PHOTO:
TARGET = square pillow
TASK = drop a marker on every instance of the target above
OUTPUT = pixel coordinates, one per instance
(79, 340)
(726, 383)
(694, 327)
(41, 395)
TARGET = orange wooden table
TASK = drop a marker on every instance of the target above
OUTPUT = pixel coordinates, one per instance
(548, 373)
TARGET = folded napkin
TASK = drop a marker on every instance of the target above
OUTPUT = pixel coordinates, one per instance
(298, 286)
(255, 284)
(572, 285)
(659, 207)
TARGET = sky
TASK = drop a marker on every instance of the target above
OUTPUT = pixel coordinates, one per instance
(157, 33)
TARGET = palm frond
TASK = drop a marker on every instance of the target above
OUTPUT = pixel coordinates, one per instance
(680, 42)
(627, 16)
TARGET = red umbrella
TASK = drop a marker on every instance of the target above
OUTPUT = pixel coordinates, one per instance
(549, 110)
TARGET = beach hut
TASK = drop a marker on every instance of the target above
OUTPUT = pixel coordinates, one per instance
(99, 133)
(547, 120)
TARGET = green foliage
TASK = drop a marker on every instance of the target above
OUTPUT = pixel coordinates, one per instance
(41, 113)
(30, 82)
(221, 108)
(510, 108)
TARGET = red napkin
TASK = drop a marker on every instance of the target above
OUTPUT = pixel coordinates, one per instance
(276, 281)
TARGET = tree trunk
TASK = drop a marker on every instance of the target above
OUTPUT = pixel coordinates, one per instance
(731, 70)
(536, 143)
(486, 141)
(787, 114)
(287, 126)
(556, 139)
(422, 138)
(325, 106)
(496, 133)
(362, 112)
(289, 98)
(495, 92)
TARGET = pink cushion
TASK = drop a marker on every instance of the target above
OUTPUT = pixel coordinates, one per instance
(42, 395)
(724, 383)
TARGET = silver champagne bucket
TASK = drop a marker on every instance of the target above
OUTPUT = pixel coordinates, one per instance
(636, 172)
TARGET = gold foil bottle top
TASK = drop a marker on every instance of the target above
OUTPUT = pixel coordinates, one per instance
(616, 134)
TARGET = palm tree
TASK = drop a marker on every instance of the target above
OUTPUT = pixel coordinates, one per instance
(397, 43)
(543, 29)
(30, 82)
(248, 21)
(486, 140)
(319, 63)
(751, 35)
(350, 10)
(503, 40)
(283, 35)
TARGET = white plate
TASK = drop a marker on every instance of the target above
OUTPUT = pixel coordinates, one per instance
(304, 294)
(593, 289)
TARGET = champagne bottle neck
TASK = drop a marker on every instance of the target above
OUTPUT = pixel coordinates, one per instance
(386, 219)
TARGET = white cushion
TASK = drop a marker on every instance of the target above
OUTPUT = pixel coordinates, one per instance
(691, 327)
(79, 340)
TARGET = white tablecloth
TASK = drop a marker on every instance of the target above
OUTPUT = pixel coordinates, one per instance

- - -

Aim:
Arrange every line of the items above as a numbered list, omitting any blank lines.

Correct result:
1. PHOTO:
2. TARGET = square pillow
3. TASK = drop a marker on every instance of the target above
4. OUTPUT = pixel coordinates, one per instance
5. (79, 340)
6. (726, 383)
7. (694, 327)
8. (41, 395)
9. TARGET = orange wooden table
10. TASK = drop a marker on every instance of the target above
11. OUTPUT = pixel coordinates, one per instance
12. (548, 373)
13. TARGET = folded napkin
14. TASK = drop a marker on every instance of the target above
15. OUTPUT = pixel coordinates, one per instance
16. (298, 286)
17. (255, 284)
18. (572, 285)
19. (659, 207)
20. TARGET = sky
21. TASK = drop a marker on every instance of the target above
22. OUTPUT = pixel coordinates, one per instance
23. (157, 33)
24. TARGET = palm frond
25. TASK = drop a marker on every instance of the target above
26. OUTPUT = pixel coordinates, one per instance
27. (680, 42)
28. (627, 16)
29. TARGET = red umbrella
30. TASK = drop a marker on every instance of the target above
31. OUTPUT = pixel coordinates, one per instance
32. (549, 110)
33. TARGET = beach hut
34. TASK = drop a marker on every instance of the target above
35. OUTPUT = pixel coordinates, one per instance
36. (99, 133)
37. (547, 120)
38. TARGET = green foliage
39. TASK = drop a marker on every instance of the target above
40. OUTPUT = pixel coordinates, one per instance
41. (41, 113)
42. (30, 82)
43. (221, 108)
44. (510, 108)
45. TARGET = red napkin
46. TASK = drop a marker on every instance of the target above
47. OUTPUT = pixel coordinates, one per instance
48. (276, 281)
49. TARGET = tree trunk
50. TASK = drop a marker on every instance of the target above
51. OUTPUT = pixel coordinates, one per instance
52. (731, 70)
53. (536, 143)
54. (486, 141)
55. (787, 114)
56. (287, 126)
57. (556, 139)
58. (422, 138)
59. (325, 106)
60. (496, 133)
61. (362, 112)
62. (289, 98)
63. (495, 92)
64. TARGET = pink cushion
65. TASK = drop a marker on every instance of the target above
66. OUTPUT = pixel coordinates, one per instance
67. (42, 395)
68. (724, 383)
69. TARGET = silver champagne bucket
70. TASK = drop a marker on every instance of the target above
71. OUTPUT = pixel coordinates, one per instance
72. (636, 172)
73. TARGET = gold foil bottle top
74. TASK = drop a marker on every instance of the target above
75. OUTPUT = pixel coordinates, one per instance
76. (616, 134)
77. TARGET = palm tree
78. TASK = drop a marker on every instance of the target above
79. OUTPUT = pixel coordinates, one per instance
80. (397, 43)
81. (543, 29)
82. (30, 82)
83. (248, 21)
84. (486, 140)
85. (319, 63)
86. (751, 35)
87. (350, 10)
88. (503, 40)
89. (283, 35)
90. TARGET = white plate
91. TASK = drop a marker on every instance of the target above
92. OUTPUT = pixel coordinates, one per instance
93. (304, 294)
94. (593, 289)
95. TARGET = champagne bottle neck
96. TASK = drop a marker on every instance of the target above
97. OUTPUT = pixel coordinates, one per instance
98. (386, 219)
99. TARGET = white cushion
100. TASK = drop a marker on every instance of the target above
101. OUTPUT = pixel coordinates, one per instance
102. (691, 327)
103. (79, 340)
104. TARGET = white tablecloth
105. TASK = drop a marker on every instance of the target above
106. OUTPUT = pixel coordinates, one per instance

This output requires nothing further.